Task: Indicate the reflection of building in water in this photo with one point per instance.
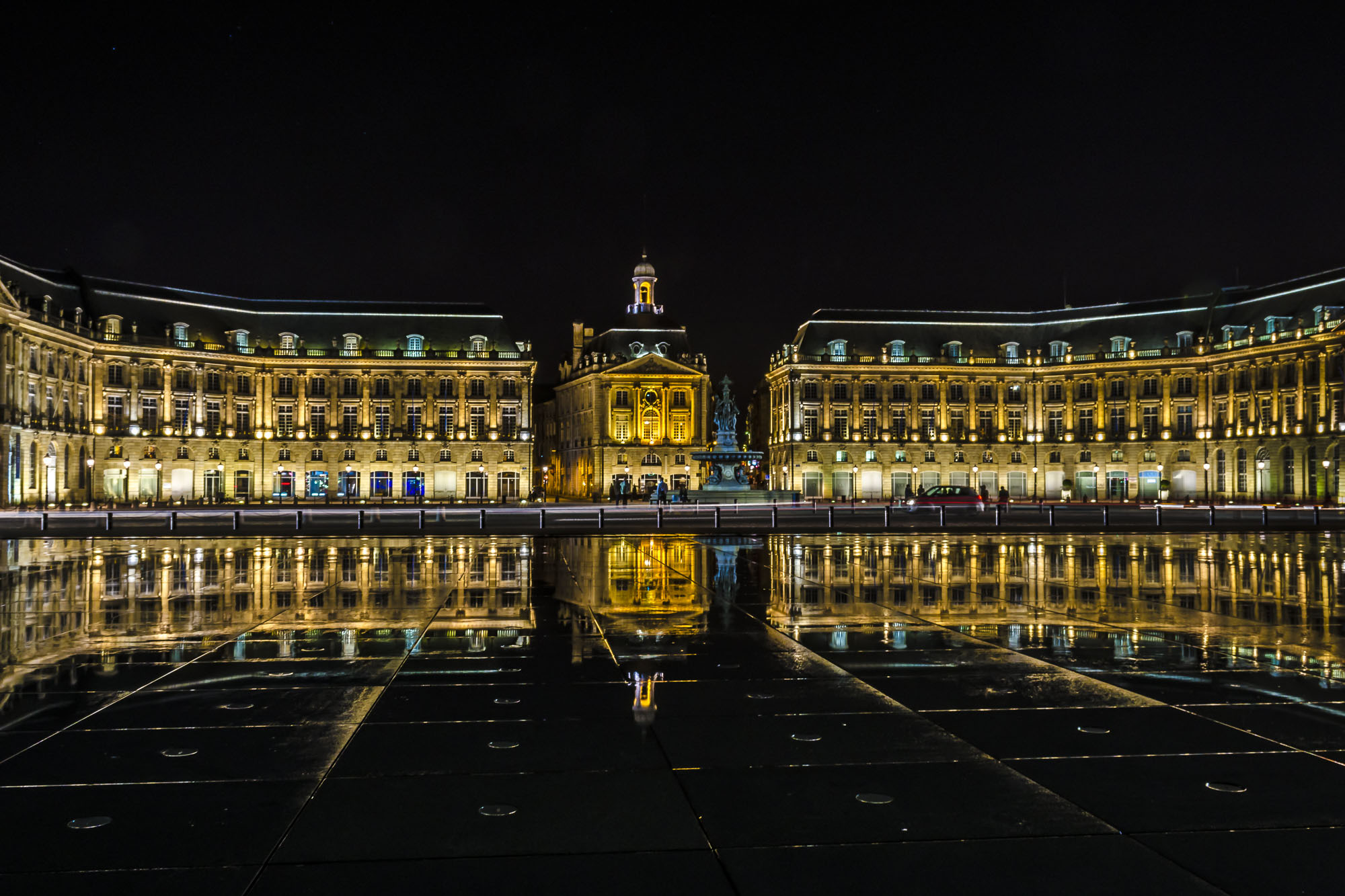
(644, 591)
(1276, 579)
(61, 596)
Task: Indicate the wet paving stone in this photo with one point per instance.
(1143, 794)
(482, 702)
(935, 801)
(1250, 862)
(436, 817)
(445, 748)
(145, 881)
(1023, 733)
(808, 740)
(669, 873)
(178, 755)
(964, 866)
(279, 673)
(231, 708)
(153, 825)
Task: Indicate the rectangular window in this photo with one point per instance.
(286, 421)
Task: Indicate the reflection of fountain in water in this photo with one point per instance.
(644, 708)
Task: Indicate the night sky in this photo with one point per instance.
(786, 161)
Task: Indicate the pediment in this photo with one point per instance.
(653, 365)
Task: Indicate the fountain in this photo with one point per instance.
(728, 471)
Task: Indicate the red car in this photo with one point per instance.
(948, 497)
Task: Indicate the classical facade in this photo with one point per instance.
(1233, 396)
(631, 403)
(130, 393)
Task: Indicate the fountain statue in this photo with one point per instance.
(727, 464)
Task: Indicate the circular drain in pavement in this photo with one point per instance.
(92, 821)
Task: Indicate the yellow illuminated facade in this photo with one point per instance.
(633, 404)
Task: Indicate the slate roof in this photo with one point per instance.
(317, 322)
(1147, 323)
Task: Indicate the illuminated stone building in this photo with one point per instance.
(631, 403)
(1230, 396)
(185, 396)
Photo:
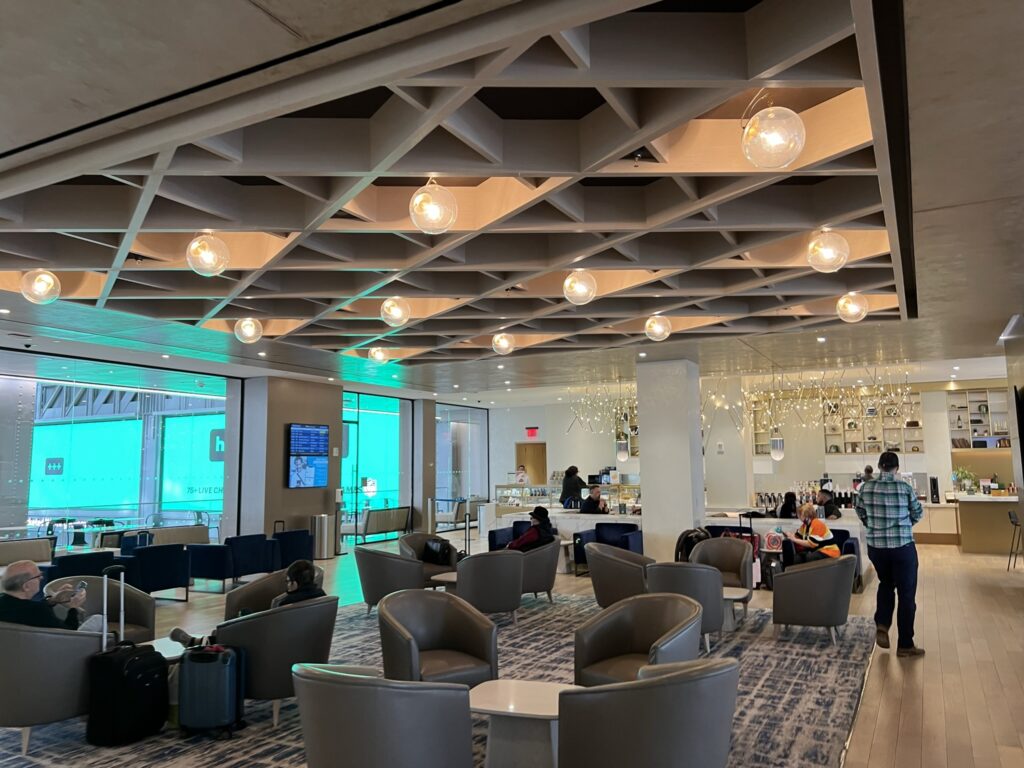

======

▶ **Task statement**
Once the pictures are removed, repeat all of the data above exactly.

▶ **Exercise output**
Task: Indicate the reflection of building in water in this photo with one point per instance.
(644, 591)
(1276, 579)
(61, 596)
Task: Indicate the wet paving stone in this photo with one point per instance.
(1143, 794)
(482, 702)
(935, 801)
(1250, 862)
(436, 817)
(445, 748)
(145, 881)
(1023, 733)
(808, 740)
(669, 873)
(178, 755)
(964, 866)
(279, 673)
(231, 708)
(153, 825)
Task: Indicate the rectangular window in this photo with one point per instance.
(286, 421)
Task: Indicate the reflection of fountain in water in this photo with one point per instance.
(644, 708)
Task: Indicate the night sky in this photo with one point per instance.
(786, 161)
Task: Indicate the pediment in this photo with one point per instance.
(653, 365)
Task: Indicate the fountain in this photo with one point per instance.
(728, 471)
Task: Indicate the red car in this photo with one point per instance.
(948, 497)
Task: Indicate the classical facade in this photo with one point per instance.
(1233, 396)
(631, 403)
(130, 393)
Task: Indicate the fountain statue in this photo with one point per instance.
(727, 464)
Task: Indicate the circular drain in pavement in this photo with one point per instance.
(92, 821)
Task: Indicate the yellow illuminated facade in this photo with one point per instance.
(633, 404)
Task: Indicate the slate roof in this photo with one point per instance.
(317, 322)
(1147, 323)
Task: Indicate the illuminated stone building in this photo with one point per instance.
(631, 403)
(1230, 396)
(185, 396)
Photo:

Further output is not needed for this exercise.